# EXERCISE AIM:
In the data below, find every line with the word "wooden" and copy it out.
(DATASET EXTRACT begins)
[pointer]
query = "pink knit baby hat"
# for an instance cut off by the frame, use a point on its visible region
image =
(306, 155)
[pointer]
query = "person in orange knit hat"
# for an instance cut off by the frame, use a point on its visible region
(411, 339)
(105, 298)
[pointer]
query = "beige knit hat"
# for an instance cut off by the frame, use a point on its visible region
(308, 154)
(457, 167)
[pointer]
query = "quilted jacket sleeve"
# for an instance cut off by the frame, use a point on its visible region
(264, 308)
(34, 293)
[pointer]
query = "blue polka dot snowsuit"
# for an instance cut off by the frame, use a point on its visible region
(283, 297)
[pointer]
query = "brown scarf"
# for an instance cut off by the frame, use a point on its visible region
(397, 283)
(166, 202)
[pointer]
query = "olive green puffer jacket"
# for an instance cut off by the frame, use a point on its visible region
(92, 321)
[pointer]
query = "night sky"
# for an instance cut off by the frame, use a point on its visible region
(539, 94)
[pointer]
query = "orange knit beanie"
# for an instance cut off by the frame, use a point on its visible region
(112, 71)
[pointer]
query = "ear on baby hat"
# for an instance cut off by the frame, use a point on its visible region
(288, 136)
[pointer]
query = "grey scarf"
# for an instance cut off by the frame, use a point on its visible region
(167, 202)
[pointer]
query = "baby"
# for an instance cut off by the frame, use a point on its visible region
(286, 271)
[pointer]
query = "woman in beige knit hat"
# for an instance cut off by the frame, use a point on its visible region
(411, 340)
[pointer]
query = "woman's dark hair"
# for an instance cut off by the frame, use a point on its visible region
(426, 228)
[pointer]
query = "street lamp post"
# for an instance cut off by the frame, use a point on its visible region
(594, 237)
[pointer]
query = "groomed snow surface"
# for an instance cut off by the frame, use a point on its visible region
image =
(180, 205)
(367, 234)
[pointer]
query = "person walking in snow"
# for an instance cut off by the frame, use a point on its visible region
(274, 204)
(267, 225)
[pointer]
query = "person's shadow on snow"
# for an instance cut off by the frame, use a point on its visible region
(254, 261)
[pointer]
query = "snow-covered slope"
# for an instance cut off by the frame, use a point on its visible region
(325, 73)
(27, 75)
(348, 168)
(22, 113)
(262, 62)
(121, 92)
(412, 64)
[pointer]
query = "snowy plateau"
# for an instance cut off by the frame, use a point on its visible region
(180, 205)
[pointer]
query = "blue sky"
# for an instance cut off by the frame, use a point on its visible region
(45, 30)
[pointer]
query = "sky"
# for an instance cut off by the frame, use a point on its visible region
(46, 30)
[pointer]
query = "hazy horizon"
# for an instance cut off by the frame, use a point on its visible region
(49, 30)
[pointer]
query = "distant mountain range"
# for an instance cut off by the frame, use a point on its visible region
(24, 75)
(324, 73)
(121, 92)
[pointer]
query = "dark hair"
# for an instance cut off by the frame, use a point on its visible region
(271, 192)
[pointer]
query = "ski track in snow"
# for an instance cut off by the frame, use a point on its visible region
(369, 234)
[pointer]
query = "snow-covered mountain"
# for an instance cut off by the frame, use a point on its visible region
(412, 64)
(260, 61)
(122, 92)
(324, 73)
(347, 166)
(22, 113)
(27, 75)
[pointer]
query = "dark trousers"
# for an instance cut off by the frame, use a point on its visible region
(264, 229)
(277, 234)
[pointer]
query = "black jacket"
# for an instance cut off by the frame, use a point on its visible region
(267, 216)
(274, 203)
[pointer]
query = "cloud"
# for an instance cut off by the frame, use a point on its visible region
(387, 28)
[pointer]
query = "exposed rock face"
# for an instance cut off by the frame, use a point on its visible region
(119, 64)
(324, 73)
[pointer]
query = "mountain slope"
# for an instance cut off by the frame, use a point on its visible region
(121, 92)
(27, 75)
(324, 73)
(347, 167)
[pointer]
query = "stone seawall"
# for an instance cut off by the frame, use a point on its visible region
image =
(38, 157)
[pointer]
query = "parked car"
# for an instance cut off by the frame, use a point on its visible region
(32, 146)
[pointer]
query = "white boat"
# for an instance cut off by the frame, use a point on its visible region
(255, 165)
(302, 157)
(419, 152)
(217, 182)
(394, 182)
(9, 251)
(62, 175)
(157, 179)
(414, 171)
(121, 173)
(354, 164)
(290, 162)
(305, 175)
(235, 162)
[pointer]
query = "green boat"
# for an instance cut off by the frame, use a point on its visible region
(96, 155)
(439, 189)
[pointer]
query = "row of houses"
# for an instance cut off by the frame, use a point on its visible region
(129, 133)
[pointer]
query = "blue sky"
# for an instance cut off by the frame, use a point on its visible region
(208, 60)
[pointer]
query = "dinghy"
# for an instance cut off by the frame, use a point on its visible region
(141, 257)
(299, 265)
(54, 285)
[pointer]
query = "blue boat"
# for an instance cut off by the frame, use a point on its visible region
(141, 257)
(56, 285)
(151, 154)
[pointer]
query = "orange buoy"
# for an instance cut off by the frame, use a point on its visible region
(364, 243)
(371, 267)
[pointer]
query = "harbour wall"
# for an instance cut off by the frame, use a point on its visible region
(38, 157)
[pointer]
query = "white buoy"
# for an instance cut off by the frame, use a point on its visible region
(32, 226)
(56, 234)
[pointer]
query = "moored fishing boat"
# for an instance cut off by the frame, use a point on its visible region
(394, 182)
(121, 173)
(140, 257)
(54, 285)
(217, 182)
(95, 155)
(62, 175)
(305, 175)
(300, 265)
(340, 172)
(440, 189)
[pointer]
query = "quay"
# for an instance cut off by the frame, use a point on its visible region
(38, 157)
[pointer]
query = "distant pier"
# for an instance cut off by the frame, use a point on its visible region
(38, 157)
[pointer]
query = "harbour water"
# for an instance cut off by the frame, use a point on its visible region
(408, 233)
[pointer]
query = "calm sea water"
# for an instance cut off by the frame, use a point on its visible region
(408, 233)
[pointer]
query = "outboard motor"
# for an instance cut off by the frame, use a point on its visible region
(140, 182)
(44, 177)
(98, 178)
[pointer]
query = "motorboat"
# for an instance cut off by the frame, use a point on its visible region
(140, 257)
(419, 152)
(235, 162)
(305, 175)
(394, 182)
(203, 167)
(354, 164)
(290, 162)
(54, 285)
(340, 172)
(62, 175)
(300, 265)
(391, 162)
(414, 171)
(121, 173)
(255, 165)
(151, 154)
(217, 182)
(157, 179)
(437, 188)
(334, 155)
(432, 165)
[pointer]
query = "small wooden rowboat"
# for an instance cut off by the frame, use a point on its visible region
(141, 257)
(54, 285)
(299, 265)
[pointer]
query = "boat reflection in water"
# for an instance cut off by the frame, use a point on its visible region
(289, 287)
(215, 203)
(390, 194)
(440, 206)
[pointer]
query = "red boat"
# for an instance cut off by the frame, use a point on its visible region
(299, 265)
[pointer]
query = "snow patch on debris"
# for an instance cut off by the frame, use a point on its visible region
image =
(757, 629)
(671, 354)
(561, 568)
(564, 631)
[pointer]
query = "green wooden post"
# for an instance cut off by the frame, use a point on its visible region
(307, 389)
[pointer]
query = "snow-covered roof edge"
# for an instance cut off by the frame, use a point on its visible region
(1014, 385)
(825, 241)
(DATASET EXTRACT ends)
# EXPECTED ANSWER:
query = "small wooden rowboat"
query = "green wooden post"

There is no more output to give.